• [SELECTED EXTRACT]
=-=-=-=-=

Node.js: What's a good way to automatically restart a node server that's not responding?

I figured out how to solve this using native Node functionality. Migg's answer was good and lead me in the right direction, but it still doesn't show how to automatically restart when the event loop is completely blocked.

The trick is to use Node's native child_process module and the fork method to start the server from another node instance and have that instance ping the server for responses, restarting it when it's stuck. This is similar to how Forever and PM2 work. It's hard to believe there's not a simple way to implement this with either of those libraries, but this is how you can do it naively.

I have commented this code heavily to point out what everything is doing. Also note that I am using ES2015's Arrow Functions. Go read about them if you're not familiar.

var fork = require('child_process').fork;
var server, heartbeat; 

function startServer () {
  console.log('Starting server');
  server = fork('server');

  //when the server goes down restart it
  server.on('close', (code) => {
    startServer();
  });

  //when server sends a heartbeat message save it
  server.on('message', (message) => {
    heartbeat = message ? message.heartbeat : null;
  });

  //ask the server for a heartbeat
  server.send({request: 'heartbeat'});

  //wait 5 seconds and check if the server responded
  setTimeout(checkHeartbeat, 5000);
}

function checkHeartbeat() {
  if(heartbeat) {
    console.log('Server is alive');

    //clear the heart beat and send request for a new one
    heartbeat = null; 
    server.send({request: 'heartbeat'});

    //set another hearbeat check
    setTimeout(checkHeartbeat, 5000);

  } else {
    console.log('Server looks stuck...killing');
    server.kill();
  }
}

startServer();

Be sure to change out server.js with whatever Node app you want to run.

Now on your server add the following to respond to the heartbeat request.

//listen and respond to heartbeat request from parent
process.on('message', (message) => {
  if(message && message.request === 'heartbeat') {
    process.send({heartbeat: 'thump'});
  }
});

Finally add a timeout to test that it works (not for production!)

//block the even loop after 30 seconds 
setTimeout(() => {
  for(;;){}
}, 30000);

First of all you should try to find the problems in the code by reviewing it.

Memory Leaks

For the running app you should use pm2. It has a setting to restart the app based on too much memory consumption. Directly from the docs:

pm2 start big-array.js --max-memory-restart 20M

Or using an ecosystem.json:

{
    "max_memory_restart" : "20M"
}

There are also several great articles about debugging memory leaks in node.js to find online. There is even a module that reports leaks which we used in the early days. This is too big a subject to fill it in here.

Blocking Event Loop / Infinite Loops

You can instrument your app to report the responsiveness of the event loop. So if some code blocks the loop for too long you can programmatically terminate the process. You will have to look at process.nextTick.

You can introduce a measurement that for example calls process.nextTick every X seconds, and if it then takes more than some defined time, send process.exit(1) to terminate the process and let pm2 restart it.

The upside of this would be that your app runs most of the time. The downside would be that all users with open connections would get no answer when process.exit is called.

Debugging

To find memory leaks and other problems in the running code you should dive into https://www.joyent.com/developers/node/debug. There is a whole section about MDB which will help you find the problems, but it will take some time and getting used to it. All of this is too much information to not link to it here.

Best of luck with your app!

=-=-=-=-=

• [WHAT TO DO]
1: List every message that the first code block in the thread on restarting an unresponsive Node.js server prints to the console.
2: Repeat word for word the part of the thread on restarting an unresponsive Node.js server that opens with the words containing "You can instrument" and closes with "pm2 restart it.".
The material that comes next isn't needed here.

=-=-=-=-=

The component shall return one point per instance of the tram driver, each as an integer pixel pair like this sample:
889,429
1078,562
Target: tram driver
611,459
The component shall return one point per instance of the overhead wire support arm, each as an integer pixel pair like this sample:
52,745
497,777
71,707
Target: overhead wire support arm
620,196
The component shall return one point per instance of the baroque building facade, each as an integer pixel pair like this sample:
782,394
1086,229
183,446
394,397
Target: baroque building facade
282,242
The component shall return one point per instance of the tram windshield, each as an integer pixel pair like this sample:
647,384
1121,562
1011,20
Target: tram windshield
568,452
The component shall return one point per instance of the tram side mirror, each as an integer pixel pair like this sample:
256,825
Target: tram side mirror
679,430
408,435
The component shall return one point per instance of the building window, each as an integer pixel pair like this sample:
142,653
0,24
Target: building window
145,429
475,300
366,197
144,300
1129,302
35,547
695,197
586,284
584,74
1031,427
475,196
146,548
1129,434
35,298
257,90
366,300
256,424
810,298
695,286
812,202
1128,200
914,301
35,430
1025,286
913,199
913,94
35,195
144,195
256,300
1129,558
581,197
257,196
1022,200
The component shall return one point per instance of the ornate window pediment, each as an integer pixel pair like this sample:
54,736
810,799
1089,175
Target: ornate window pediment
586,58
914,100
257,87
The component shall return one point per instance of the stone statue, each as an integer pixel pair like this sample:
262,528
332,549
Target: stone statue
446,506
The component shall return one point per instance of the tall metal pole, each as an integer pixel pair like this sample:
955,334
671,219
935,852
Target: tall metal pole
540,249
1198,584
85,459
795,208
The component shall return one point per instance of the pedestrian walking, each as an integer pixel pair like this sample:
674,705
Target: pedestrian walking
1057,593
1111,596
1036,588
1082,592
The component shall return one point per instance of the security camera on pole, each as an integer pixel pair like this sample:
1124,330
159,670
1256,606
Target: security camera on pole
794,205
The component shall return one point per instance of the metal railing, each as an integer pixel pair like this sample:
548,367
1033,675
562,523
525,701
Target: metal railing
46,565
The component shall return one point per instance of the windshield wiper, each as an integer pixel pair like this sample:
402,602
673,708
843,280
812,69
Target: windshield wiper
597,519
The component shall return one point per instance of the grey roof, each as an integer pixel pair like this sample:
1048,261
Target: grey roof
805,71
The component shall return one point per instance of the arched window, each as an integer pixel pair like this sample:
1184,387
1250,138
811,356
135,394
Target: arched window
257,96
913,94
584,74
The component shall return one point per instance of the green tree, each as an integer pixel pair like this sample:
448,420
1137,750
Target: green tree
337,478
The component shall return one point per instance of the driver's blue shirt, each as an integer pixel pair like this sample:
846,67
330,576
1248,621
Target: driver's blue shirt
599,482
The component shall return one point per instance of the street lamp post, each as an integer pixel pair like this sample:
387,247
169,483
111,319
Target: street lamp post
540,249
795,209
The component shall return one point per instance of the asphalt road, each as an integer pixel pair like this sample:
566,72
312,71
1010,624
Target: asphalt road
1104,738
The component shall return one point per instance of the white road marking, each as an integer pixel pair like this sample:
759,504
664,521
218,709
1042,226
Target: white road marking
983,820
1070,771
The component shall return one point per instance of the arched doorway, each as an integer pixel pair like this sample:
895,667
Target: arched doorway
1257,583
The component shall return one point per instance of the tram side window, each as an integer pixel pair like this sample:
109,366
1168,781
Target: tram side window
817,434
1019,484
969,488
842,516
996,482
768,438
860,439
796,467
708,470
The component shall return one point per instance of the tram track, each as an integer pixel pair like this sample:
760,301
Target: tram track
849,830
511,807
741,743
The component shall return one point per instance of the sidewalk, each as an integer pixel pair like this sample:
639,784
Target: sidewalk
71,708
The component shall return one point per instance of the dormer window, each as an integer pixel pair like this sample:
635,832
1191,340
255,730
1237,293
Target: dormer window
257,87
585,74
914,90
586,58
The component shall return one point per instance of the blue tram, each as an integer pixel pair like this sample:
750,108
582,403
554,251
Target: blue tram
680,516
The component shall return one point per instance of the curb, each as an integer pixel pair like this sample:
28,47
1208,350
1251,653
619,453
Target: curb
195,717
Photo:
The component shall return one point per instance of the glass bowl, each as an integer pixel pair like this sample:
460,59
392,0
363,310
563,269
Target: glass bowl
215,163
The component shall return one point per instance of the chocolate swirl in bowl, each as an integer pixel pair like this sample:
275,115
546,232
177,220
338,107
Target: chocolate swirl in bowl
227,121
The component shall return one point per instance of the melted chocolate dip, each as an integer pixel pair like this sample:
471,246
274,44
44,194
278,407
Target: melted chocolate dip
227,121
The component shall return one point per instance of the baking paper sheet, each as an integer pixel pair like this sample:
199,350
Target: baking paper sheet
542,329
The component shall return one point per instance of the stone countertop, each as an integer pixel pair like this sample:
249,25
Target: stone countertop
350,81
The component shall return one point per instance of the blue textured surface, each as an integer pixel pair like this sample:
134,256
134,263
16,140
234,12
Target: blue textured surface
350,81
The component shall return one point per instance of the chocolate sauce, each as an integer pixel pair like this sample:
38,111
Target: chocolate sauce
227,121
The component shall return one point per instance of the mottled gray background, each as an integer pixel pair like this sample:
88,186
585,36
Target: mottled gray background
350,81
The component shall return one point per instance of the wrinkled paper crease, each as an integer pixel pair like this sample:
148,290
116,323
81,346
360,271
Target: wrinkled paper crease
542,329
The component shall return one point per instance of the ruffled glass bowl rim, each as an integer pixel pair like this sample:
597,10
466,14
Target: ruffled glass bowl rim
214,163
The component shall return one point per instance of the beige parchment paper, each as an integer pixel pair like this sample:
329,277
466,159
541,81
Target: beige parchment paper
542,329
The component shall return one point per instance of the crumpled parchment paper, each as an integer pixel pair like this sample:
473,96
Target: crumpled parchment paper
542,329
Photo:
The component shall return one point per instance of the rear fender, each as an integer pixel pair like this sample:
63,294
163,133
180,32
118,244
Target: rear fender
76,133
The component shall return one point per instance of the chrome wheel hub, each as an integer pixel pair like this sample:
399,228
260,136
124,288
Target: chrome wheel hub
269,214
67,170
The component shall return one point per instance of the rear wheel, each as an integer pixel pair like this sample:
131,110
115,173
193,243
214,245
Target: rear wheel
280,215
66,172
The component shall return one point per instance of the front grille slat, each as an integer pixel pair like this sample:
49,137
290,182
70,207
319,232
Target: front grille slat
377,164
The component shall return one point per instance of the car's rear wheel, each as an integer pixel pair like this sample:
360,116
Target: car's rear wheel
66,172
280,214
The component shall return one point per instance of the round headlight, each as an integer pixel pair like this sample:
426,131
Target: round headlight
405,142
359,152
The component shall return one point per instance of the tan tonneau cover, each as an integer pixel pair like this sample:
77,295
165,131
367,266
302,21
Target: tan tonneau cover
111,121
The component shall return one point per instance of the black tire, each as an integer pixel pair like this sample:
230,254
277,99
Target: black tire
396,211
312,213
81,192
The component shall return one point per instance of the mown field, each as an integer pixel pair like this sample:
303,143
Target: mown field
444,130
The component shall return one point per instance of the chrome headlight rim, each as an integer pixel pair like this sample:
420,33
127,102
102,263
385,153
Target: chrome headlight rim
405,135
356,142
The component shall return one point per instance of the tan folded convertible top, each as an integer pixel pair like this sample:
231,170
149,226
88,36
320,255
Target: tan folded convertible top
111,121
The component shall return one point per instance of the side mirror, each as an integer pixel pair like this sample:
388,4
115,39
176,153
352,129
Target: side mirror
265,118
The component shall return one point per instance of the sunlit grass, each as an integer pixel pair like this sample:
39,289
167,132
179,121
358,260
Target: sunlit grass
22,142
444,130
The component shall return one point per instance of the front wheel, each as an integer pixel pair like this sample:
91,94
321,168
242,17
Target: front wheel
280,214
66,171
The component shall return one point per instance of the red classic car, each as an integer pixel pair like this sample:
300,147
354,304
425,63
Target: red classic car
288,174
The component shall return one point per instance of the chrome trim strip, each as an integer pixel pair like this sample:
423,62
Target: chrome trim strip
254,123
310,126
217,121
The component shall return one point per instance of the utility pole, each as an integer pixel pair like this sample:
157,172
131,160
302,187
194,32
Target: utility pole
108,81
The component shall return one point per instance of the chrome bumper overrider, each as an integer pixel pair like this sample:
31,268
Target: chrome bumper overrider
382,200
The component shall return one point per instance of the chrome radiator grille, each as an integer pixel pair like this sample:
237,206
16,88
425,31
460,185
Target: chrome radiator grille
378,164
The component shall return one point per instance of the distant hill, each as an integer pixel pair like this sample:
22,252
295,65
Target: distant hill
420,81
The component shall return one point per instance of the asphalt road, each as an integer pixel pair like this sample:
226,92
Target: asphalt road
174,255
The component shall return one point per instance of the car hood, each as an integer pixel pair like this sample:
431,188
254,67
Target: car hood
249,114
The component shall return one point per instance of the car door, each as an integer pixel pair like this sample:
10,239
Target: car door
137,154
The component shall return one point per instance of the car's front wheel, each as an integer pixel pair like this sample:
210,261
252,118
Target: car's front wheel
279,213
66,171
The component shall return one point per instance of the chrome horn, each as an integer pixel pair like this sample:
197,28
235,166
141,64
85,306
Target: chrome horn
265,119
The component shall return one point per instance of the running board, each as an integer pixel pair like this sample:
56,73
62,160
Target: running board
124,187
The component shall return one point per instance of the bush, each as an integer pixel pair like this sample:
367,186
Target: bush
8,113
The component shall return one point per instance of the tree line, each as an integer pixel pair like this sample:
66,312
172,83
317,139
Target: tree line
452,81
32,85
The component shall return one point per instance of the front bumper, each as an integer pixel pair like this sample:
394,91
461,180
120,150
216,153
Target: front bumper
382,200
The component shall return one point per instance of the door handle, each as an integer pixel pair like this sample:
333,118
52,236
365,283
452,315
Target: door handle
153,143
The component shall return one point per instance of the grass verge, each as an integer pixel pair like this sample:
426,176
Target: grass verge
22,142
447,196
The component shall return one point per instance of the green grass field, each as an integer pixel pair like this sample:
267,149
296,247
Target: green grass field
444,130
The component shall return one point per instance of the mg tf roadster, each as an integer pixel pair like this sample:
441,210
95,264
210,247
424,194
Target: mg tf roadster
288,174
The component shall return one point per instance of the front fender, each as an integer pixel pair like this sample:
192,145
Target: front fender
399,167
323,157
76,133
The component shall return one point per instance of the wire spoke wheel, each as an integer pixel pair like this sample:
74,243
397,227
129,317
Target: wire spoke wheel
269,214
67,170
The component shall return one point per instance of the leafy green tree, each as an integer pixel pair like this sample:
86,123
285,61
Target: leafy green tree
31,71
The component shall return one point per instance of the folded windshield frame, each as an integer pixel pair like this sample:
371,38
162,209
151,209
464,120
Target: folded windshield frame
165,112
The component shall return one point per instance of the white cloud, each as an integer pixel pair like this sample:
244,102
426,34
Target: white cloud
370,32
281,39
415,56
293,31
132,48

=-=-=-=-=

• [TASK ANSWERS]
1:
- Starting server
- Server is alive
- Server looks stuck...killing

2:
You can instrument your app to report the responsiveness of the event loop. So if some code blocks the loop for too long you can programmatically terminate the process. You will have to look at process.nextTick.

You can introduce a measurement that for example calls process.nextTick every X seconds, and if it then takes more than some defined time, send process.exit(1) to terminate the process and let pm2 restart it.